Tulisan balasan sudah mulai bermunculan, satu nama yang saya catat adalah Gilang. Melalui akun Facebooknya, Gilang Kazuya Shimura membantah pemikiran AFI soal agama. Sayangnya, tulisan tersebut berkutat masalah agama yang haq tanpa menyentuh konteks dasar toleransi yang disejajarkan dengan fakta lapangan dan konsep "umuriddunya".
Melalui tulisan ini, saya ingin membantah tulisan "Warisan" maupun coretan FB milik GIlang. Silahkan dikritik, boleh di bully, tapi tetap jaga persatuan.
Melalui tulisan ini, saya ingin membantah tulisan "Warisan" maupun coretan FB milik GIlang. Silahkan dikritik, boleh di bully, tapi tetap jaga persatuan.
Menyoal Agama Warisan, Antara Naqli dan Aqli
Dalam tulisan Gilang, beliau mengambil dalil bahwa setiap anak lahir dalam keadaan fitrah. Berikut kutipannya
Tapi adek tau gak, kalau secara fitrah kita udah muslim? Adek gak tau? Makanya kakak kasih tau sekarang, ada kok hadits nya dek :
Setiap anak dilahirkan dalam keadaan fitrah, kecuali orang tuanya yang menjadikannya Yahudi, Nasrani atau Majusi.” (HR Bukhari 1296).

Bahan Sumber -
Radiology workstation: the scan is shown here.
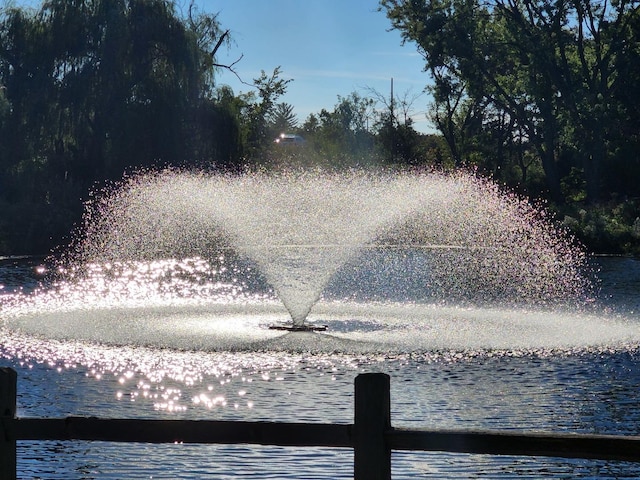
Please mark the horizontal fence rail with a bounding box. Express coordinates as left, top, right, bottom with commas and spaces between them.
0, 368, 640, 480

Arahan Singkat 1 - Menurut kutipan sumber, lewat media apa Gilang Kazuya Shimura membantah pemikiran AFI soal agama?
Arahan Singkat 2 - Mohon ringkas paragraf dalam kutipan sumber yang diawali "Tulisan balasan sudah mulai bermunculan" tanpa menghilangkan fakta utamanya.

Jawaban Lengkap 1 - Melalui akun Facebooknya.

Jawaban Lengkap 2 - Tulisan balasan mulai bermunculan, salah satunya dari Gilang Kazuya Shimura, yang lewat akun Facebooknya membantah pemikiran AFI soal agama. Sayangnya, tulisan itu hanya berkutat pada masalah agama yang haq, tanpa menyentuh konteks dasar toleransi yang disejajarkan dengan fakta lapangan dan konsep "umuriddunya".